**Instructions to follow**
Extract the full set of records, then give each one again exactly.

▽

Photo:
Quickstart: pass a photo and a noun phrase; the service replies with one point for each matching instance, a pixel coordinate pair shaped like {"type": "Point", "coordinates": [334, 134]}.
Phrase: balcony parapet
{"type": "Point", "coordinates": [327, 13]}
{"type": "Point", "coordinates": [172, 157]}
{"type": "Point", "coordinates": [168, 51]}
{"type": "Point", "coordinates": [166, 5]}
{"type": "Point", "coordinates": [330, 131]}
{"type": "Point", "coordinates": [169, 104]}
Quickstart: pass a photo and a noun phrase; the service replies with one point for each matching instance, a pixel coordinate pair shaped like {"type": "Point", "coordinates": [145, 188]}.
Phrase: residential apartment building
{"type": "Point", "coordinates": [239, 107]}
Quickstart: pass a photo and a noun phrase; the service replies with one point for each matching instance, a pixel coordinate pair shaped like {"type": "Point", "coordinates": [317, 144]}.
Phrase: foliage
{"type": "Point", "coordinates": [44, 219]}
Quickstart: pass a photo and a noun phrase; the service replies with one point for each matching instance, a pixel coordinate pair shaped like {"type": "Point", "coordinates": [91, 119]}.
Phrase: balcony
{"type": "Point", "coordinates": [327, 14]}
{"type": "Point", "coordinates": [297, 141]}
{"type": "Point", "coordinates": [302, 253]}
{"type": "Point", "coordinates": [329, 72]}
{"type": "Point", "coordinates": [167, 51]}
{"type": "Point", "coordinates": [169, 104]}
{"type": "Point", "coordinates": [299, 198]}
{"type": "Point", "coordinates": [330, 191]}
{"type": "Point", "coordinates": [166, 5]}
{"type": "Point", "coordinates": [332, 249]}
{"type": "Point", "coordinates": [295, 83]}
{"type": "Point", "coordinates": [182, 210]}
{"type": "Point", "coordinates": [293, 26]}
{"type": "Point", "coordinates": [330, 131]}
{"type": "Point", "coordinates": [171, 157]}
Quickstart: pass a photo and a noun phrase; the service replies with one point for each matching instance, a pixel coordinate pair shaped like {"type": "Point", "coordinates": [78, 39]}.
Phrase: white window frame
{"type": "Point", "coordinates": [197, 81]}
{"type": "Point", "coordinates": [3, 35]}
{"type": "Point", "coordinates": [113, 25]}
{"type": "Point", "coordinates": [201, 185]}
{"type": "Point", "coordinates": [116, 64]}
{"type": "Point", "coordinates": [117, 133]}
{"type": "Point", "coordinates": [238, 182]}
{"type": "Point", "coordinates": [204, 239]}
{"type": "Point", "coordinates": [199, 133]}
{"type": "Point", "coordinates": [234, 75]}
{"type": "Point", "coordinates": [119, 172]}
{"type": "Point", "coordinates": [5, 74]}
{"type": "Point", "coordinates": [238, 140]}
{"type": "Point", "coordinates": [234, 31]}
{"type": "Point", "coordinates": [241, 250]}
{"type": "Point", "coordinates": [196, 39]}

△

**Reply**
Photo:
Quickstart: pass a photo and a noun phrase; the service replies with one point for each matching instance, a pixel coordinate pair shaped like {"type": "Point", "coordinates": [334, 134]}.
Phrase: balcony parapet
{"type": "Point", "coordinates": [327, 13]}
{"type": "Point", "coordinates": [172, 157]}
{"type": "Point", "coordinates": [168, 51]}
{"type": "Point", "coordinates": [166, 5]}
{"type": "Point", "coordinates": [330, 131]}
{"type": "Point", "coordinates": [169, 104]}
Quickstart: pass a photo and a noun phrase; the service replies with one point for each matching instance, a pixel coordinate pair shaped like {"type": "Point", "coordinates": [145, 188]}.
Phrase: residential apartment building
{"type": "Point", "coordinates": [239, 107]}
Quickstart: pass a photo and a noun phrase; the service replies with one point for each matching instance, a pixel coordinate pair shaped like {"type": "Point", "coordinates": [317, 144]}.
Phrase: foliage
{"type": "Point", "coordinates": [44, 219]}
Quickstart: pass a photo and a noun phrase; the service replies with one point for each matching instance, a pixel coordinate pair shaped like {"type": "Point", "coordinates": [91, 119]}.
Phrase: balcony
{"type": "Point", "coordinates": [327, 14]}
{"type": "Point", "coordinates": [297, 141]}
{"type": "Point", "coordinates": [302, 253]}
{"type": "Point", "coordinates": [329, 72]}
{"type": "Point", "coordinates": [167, 51]}
{"type": "Point", "coordinates": [169, 104]}
{"type": "Point", "coordinates": [299, 198]}
{"type": "Point", "coordinates": [330, 191]}
{"type": "Point", "coordinates": [166, 5]}
{"type": "Point", "coordinates": [332, 249]}
{"type": "Point", "coordinates": [295, 83]}
{"type": "Point", "coordinates": [182, 210]}
{"type": "Point", "coordinates": [293, 26]}
{"type": "Point", "coordinates": [330, 131]}
{"type": "Point", "coordinates": [171, 157]}
Quickstart: pass a photo and a noun phrase; the service replies with one point for each matching instance, a pixel coordinate pair shaped like {"type": "Point", "coordinates": [78, 39]}.
Phrase: white window frame
{"type": "Point", "coordinates": [197, 81]}
{"type": "Point", "coordinates": [3, 35]}
{"type": "Point", "coordinates": [113, 25]}
{"type": "Point", "coordinates": [201, 185]}
{"type": "Point", "coordinates": [116, 64]}
{"type": "Point", "coordinates": [117, 133]}
{"type": "Point", "coordinates": [238, 182]}
{"type": "Point", "coordinates": [204, 239]}
{"type": "Point", "coordinates": [199, 133]}
{"type": "Point", "coordinates": [234, 75]}
{"type": "Point", "coordinates": [119, 172]}
{"type": "Point", "coordinates": [5, 74]}
{"type": "Point", "coordinates": [238, 140]}
{"type": "Point", "coordinates": [234, 31]}
{"type": "Point", "coordinates": [241, 250]}
{"type": "Point", "coordinates": [196, 39]}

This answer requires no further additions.